EXERCISE GOAL:
Copy out the listing below word for word, taking everything from the line that contains "Expected: for every instance of the calm" down to the final line of the listing, with both ends included.

DATASET RECORDS:

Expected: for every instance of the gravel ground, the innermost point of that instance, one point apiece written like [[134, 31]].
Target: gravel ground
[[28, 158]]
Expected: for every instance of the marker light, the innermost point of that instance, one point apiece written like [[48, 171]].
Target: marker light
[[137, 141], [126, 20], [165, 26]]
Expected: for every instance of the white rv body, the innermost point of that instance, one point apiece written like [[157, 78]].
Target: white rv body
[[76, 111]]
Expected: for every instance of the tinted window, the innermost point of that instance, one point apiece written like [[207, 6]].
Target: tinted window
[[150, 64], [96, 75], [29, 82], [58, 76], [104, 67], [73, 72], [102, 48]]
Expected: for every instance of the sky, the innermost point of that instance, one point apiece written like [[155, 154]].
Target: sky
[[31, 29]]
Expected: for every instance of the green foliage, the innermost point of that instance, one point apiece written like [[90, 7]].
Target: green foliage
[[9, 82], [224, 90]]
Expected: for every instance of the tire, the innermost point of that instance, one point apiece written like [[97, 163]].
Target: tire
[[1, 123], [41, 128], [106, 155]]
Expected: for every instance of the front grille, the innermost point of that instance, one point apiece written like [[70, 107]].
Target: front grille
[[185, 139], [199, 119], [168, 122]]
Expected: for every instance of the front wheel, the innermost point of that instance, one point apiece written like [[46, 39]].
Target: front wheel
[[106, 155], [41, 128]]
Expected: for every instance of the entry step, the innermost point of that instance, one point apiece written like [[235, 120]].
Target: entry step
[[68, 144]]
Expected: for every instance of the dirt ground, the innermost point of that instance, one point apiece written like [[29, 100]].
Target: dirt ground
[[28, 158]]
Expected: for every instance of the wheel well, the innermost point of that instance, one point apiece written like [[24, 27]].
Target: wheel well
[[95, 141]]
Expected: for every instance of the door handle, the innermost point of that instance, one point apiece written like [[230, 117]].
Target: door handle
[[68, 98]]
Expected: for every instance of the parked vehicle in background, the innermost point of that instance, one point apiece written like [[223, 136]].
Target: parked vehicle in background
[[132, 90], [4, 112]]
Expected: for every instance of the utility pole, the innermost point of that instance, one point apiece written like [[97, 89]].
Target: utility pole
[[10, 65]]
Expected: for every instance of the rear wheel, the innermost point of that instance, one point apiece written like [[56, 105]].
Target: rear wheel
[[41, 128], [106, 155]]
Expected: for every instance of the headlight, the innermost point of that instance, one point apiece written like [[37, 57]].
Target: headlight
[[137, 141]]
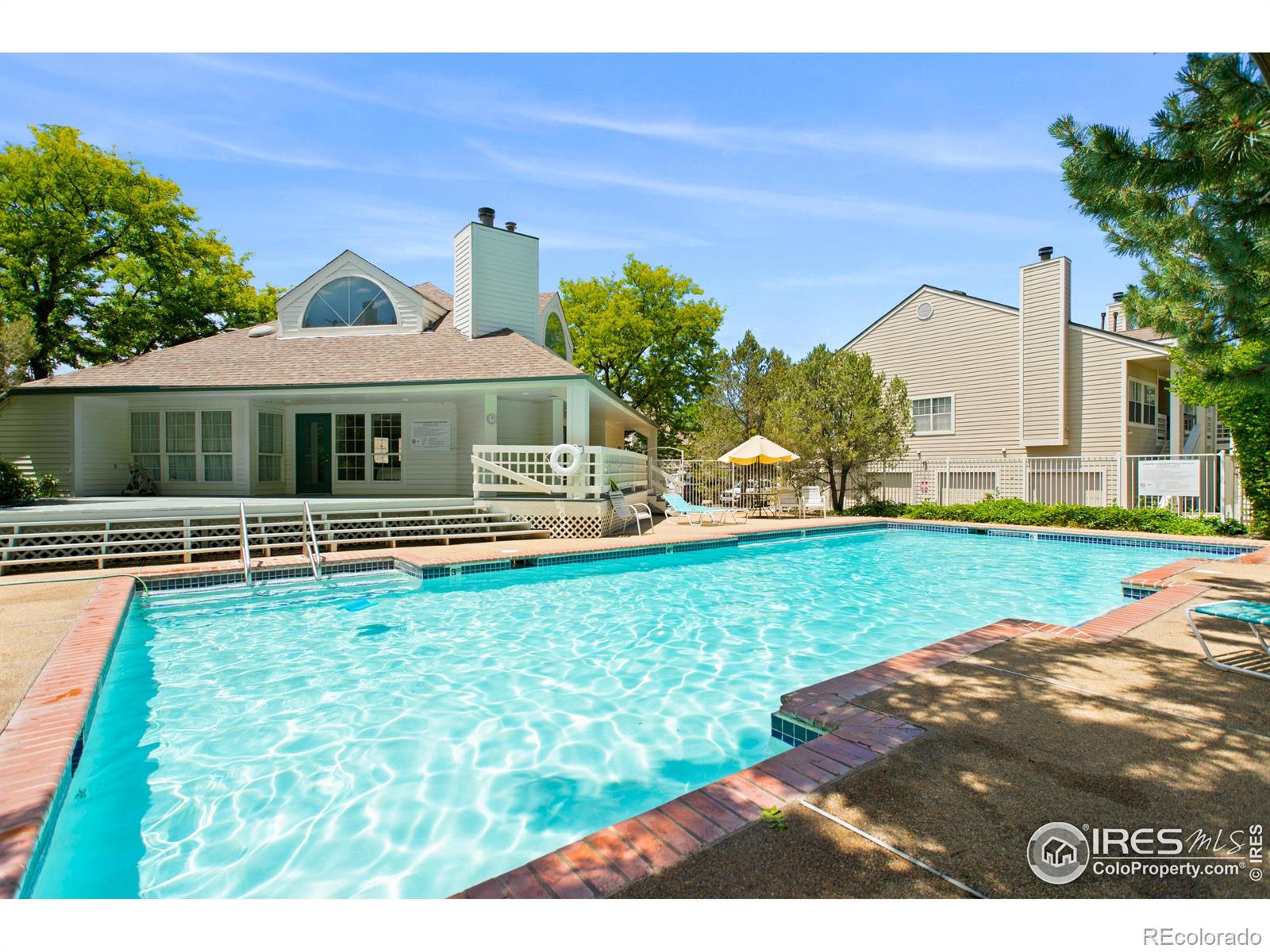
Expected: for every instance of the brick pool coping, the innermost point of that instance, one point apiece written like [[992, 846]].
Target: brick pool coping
[[41, 743]]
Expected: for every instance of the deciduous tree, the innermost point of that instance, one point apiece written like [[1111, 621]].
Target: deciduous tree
[[648, 334], [842, 418], [107, 260]]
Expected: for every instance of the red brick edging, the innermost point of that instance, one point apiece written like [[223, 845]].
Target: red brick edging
[[37, 744]]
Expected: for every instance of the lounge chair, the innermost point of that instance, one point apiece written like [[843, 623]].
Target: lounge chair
[[679, 507], [1257, 616], [813, 499], [626, 512]]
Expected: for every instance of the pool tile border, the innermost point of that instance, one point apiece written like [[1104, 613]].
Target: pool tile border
[[40, 747], [42, 740]]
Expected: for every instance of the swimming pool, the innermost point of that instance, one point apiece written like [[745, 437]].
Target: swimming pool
[[391, 736]]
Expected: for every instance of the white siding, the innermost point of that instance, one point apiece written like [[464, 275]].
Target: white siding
[[102, 446], [36, 435], [1045, 308], [497, 282], [406, 302], [967, 349]]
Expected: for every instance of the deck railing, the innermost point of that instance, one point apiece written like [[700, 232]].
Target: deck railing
[[526, 471]]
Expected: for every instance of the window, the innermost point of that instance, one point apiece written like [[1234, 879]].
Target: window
[[217, 442], [145, 442], [349, 302], [268, 447], [933, 416], [387, 447], [1142, 403], [349, 447], [179, 444]]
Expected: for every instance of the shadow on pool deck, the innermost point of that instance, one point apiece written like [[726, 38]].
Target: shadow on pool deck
[[1005, 753]]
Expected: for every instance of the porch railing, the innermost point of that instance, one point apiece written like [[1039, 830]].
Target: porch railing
[[526, 471]]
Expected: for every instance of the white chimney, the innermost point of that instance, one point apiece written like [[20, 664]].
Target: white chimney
[[495, 279]]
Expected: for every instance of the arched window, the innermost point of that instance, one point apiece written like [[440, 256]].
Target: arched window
[[349, 302], [556, 340]]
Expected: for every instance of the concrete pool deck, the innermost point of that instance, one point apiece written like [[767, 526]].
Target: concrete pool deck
[[86, 609]]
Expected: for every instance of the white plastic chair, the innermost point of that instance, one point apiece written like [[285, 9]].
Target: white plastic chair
[[626, 512], [813, 499]]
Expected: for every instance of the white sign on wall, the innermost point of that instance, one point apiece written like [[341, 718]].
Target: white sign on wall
[[429, 436], [1168, 478]]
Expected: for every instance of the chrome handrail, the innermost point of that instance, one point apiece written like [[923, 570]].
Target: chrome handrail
[[244, 545], [311, 543]]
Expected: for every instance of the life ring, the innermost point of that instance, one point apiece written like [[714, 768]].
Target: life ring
[[575, 463]]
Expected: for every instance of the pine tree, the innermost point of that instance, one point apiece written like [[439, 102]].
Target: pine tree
[[1191, 202]]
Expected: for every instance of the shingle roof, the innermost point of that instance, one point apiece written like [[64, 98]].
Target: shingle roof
[[237, 359]]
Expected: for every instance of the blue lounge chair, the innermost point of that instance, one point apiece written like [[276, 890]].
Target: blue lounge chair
[[679, 505], [1257, 616]]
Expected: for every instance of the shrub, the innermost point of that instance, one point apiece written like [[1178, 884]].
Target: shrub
[[17, 488], [1016, 512]]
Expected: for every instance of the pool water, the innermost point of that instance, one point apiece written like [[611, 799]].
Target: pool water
[[389, 736]]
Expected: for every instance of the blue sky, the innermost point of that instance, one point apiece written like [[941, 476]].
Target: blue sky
[[806, 194]]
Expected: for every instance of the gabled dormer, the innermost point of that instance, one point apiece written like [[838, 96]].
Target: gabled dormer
[[352, 296]]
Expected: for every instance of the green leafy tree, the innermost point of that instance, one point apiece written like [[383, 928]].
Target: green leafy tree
[[842, 418], [17, 346], [648, 334], [1191, 202], [107, 260], [747, 385]]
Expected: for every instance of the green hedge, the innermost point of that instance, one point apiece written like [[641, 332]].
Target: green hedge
[[17, 488], [1016, 512]]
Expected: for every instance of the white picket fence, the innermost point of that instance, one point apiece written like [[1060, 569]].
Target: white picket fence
[[1212, 482]]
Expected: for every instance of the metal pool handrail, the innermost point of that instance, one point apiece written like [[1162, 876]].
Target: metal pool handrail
[[311, 543], [244, 545]]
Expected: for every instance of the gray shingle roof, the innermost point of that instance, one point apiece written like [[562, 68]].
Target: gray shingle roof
[[235, 359]]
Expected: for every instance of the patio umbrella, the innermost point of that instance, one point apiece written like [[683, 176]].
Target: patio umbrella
[[759, 450]]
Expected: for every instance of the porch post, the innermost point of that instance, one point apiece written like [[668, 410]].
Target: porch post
[[579, 414], [1175, 419]]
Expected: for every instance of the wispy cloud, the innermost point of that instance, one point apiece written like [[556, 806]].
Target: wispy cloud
[[840, 207], [977, 150]]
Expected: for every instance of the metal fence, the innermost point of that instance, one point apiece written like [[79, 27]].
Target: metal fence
[[1198, 484]]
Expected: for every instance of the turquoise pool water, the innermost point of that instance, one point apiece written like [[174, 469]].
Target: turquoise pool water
[[387, 736]]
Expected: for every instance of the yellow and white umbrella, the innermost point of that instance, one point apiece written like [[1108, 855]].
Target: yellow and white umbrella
[[759, 450]]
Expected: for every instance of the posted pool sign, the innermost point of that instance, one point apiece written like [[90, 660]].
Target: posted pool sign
[[1168, 478]]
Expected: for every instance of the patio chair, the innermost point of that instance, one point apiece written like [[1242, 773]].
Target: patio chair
[[787, 501], [813, 499], [626, 512], [677, 507], [1257, 616]]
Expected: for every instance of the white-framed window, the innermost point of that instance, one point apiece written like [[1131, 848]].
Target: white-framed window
[[145, 442], [184, 446], [268, 460], [1142, 403], [933, 416], [368, 447]]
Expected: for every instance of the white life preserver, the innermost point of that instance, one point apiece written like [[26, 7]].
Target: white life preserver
[[575, 463]]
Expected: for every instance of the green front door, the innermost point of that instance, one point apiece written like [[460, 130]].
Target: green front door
[[313, 454]]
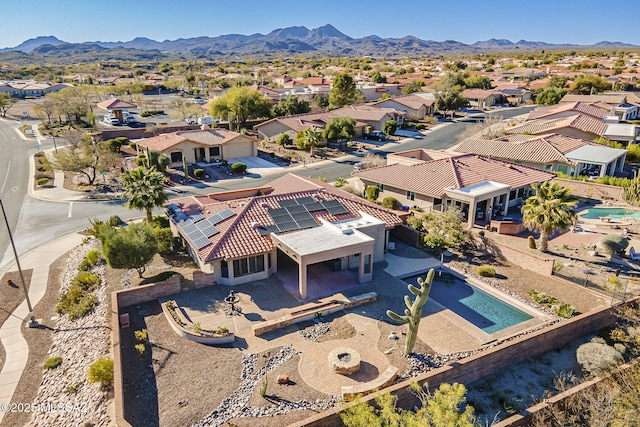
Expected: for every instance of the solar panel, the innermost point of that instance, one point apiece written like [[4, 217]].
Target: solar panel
[[296, 209], [287, 203], [307, 223], [315, 206], [196, 217], [305, 200]]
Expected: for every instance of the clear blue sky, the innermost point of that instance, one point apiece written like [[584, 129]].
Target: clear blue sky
[[552, 21]]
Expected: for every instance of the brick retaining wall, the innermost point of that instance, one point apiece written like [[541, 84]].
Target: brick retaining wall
[[484, 363]]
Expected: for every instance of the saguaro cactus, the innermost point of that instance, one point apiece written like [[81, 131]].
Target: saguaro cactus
[[413, 312]]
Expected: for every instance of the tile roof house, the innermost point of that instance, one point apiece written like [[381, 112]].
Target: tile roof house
[[240, 236], [551, 152], [436, 181], [205, 145]]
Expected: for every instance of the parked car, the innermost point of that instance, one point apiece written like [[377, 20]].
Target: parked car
[[376, 134]]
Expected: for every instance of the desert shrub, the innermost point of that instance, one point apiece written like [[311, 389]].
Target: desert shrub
[[238, 168], [101, 371], [141, 335], [53, 362], [390, 203], [372, 193], [486, 271], [597, 358], [614, 243], [340, 182]]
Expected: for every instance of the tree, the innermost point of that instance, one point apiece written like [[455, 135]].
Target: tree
[[590, 84], [444, 230], [340, 128], [444, 408], [312, 137], [413, 312], [343, 92], [551, 95], [6, 101], [291, 105], [131, 247], [550, 209], [241, 103], [389, 127], [143, 190], [84, 157]]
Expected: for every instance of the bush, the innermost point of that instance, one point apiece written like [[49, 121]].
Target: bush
[[238, 168], [614, 243], [390, 203], [597, 358], [486, 271], [372, 193], [53, 362], [101, 371]]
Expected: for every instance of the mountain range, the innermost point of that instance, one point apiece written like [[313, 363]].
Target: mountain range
[[325, 40]]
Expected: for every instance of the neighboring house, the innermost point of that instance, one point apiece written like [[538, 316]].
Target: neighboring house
[[552, 152], [415, 106], [209, 145], [577, 125], [294, 223], [438, 181], [364, 116]]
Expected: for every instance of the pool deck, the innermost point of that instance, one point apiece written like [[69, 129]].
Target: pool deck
[[441, 329]]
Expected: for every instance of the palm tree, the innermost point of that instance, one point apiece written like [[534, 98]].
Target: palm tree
[[312, 137], [550, 209], [143, 190]]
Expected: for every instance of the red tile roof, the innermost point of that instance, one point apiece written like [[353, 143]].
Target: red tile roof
[[433, 177], [238, 235]]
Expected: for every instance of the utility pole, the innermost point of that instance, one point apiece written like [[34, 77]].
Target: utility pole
[[32, 321]]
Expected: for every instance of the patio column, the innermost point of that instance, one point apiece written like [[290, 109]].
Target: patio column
[[302, 279]]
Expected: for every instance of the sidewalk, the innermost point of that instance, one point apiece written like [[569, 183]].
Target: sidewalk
[[16, 348]]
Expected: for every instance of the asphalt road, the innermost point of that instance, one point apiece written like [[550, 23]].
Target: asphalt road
[[40, 221]]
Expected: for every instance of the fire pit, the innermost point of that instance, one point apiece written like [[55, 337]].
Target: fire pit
[[344, 360]]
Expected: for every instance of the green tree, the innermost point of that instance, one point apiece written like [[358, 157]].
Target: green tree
[[144, 190], [290, 105], [312, 137], [85, 157], [550, 209], [240, 104], [551, 95], [389, 127], [340, 128], [343, 92], [6, 101], [444, 408], [445, 230], [131, 247], [590, 84]]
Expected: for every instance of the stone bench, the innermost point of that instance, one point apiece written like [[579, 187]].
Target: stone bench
[[387, 378]]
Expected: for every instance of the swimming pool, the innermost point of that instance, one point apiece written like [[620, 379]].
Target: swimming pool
[[614, 213], [477, 307]]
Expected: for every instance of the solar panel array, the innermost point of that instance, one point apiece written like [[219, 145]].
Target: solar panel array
[[295, 214], [195, 228]]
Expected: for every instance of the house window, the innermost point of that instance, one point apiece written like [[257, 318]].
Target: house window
[[176, 156], [250, 265]]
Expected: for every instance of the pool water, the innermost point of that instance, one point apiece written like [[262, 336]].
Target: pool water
[[477, 307], [614, 213]]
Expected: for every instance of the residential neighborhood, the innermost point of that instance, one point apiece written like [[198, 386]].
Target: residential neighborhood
[[320, 240]]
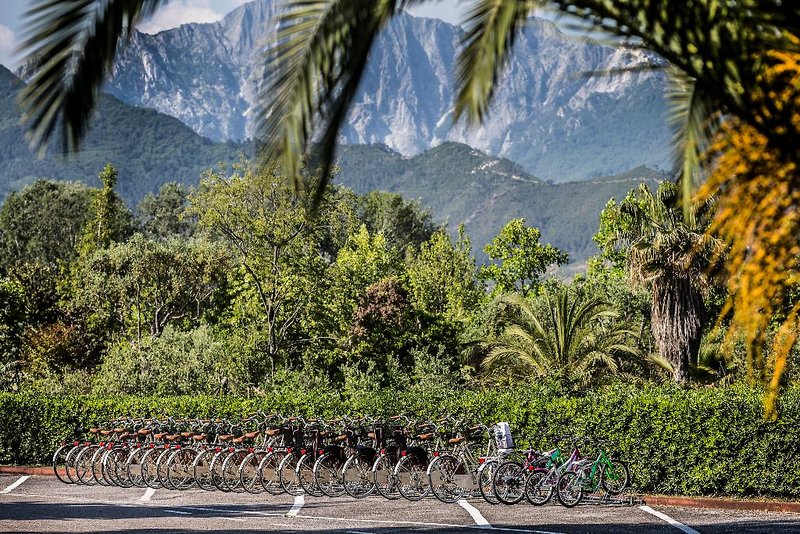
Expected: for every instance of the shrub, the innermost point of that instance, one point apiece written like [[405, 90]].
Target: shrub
[[709, 441]]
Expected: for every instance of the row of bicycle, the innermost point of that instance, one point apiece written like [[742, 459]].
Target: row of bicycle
[[393, 457]]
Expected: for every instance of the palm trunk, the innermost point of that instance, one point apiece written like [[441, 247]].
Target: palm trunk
[[677, 318]]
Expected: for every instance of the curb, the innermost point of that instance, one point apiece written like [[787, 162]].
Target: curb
[[723, 504], [662, 500]]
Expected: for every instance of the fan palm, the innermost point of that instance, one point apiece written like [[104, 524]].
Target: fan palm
[[669, 253], [579, 339]]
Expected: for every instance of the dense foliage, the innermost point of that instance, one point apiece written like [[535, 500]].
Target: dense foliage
[[709, 441]]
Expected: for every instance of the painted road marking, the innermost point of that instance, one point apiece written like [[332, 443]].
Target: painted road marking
[[476, 514], [228, 511], [668, 519], [299, 501], [19, 481]]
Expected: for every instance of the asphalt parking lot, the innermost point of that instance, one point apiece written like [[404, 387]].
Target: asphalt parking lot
[[43, 504]]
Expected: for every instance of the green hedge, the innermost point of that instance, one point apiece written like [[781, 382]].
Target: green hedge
[[710, 441]]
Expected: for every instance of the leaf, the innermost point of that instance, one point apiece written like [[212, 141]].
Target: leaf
[[72, 44]]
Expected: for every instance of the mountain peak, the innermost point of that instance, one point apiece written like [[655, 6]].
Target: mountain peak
[[547, 115]]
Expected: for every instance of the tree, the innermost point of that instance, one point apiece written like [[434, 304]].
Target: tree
[[111, 221], [142, 286], [401, 222], [442, 277], [569, 337], [161, 215], [276, 245], [670, 255], [44, 223], [733, 59], [520, 260]]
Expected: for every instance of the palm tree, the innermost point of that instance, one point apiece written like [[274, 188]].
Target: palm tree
[[669, 253], [570, 337], [716, 50]]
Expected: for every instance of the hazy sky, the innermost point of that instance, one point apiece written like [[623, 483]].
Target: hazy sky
[[178, 12]]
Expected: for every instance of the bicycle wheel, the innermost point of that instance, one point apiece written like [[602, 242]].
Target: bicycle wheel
[[133, 466], [248, 472], [97, 466], [384, 477], [509, 482], [412, 478], [304, 473], [115, 467], [149, 470], [60, 463], [201, 469], [230, 471], [615, 478], [180, 469], [83, 465], [444, 476], [162, 471], [269, 472], [70, 467], [539, 487], [328, 474], [357, 477], [286, 471], [486, 481], [569, 489], [215, 469]]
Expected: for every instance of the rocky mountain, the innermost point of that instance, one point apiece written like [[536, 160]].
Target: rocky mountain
[[460, 184], [148, 148], [548, 116], [463, 185]]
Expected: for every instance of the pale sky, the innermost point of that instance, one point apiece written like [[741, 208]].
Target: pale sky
[[179, 12]]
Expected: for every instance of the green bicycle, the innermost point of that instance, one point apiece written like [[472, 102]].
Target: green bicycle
[[586, 476]]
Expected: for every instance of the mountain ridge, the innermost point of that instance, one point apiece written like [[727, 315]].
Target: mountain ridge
[[547, 115]]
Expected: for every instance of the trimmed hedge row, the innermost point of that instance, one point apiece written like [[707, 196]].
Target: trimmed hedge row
[[710, 441]]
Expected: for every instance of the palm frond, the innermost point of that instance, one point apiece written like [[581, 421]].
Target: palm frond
[[694, 119], [491, 28], [315, 65], [72, 44]]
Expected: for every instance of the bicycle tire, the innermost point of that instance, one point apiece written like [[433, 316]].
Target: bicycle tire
[[412, 478], [384, 477], [133, 466], [60, 462], [509, 482], [569, 489], [201, 469], [443, 474], [269, 474], [486, 481], [328, 474], [286, 472], [616, 482], [357, 477], [180, 468], [538, 489], [248, 472]]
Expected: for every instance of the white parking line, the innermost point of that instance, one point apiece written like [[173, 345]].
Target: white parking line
[[299, 501], [668, 519], [19, 481], [476, 514]]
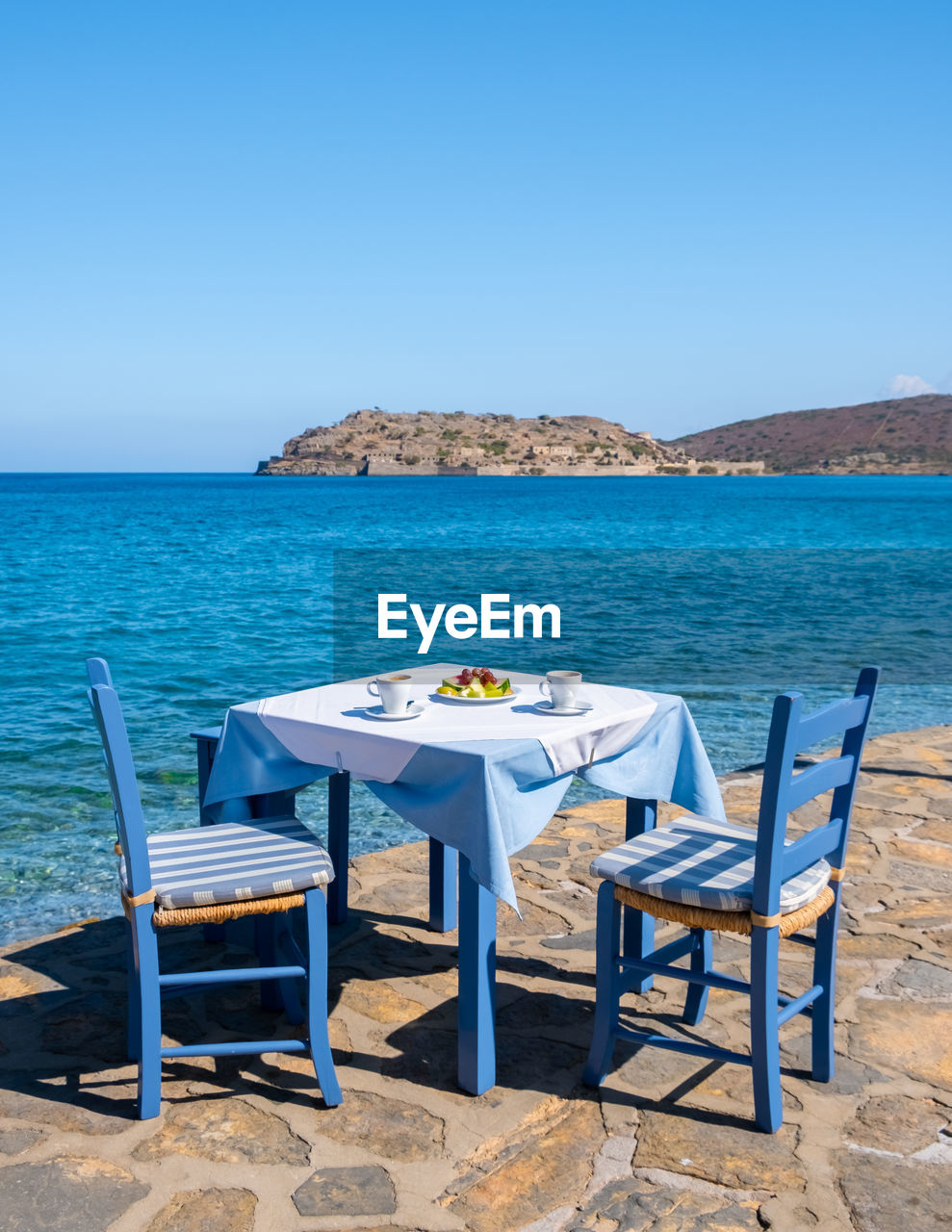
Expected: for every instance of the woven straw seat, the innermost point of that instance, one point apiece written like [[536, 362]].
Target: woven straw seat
[[723, 922]]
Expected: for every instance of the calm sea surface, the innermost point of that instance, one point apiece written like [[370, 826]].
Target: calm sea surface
[[207, 590]]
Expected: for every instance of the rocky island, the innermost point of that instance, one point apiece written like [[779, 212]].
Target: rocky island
[[894, 436], [375, 443]]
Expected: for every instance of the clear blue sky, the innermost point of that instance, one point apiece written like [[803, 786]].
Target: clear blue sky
[[224, 222]]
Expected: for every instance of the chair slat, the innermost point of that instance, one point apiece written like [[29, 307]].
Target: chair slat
[[810, 848], [814, 780], [830, 721]]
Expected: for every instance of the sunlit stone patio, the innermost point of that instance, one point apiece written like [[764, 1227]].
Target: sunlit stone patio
[[665, 1144]]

RESULT:
Expected: for every instance of the calm sea surface, the innermost point of that instance, one point apiece written like [[370, 826]].
Target: calm sea surface
[[207, 590]]
Expected: for every instance of the rocky island, the innermost point of that instance, one point apiece written like [[779, 212]].
Target: rocky island
[[894, 436], [375, 443]]
Expected: for every instance of the clear blue sky, the innermost point of that instance, one point apiece written like [[803, 786]].
Target: clear blue sky
[[224, 222]]
Expected: for every instance of the chair slat, the innermost point of that instance, one point apiece written like [[29, 307]].
Target: chair slat
[[810, 848], [814, 780], [830, 721]]
Expected: for every instance of the sunlit stone patio, the innermost point of that instance, one point apiece written like [[764, 1227]].
Target: sunlit stone patio
[[665, 1144]]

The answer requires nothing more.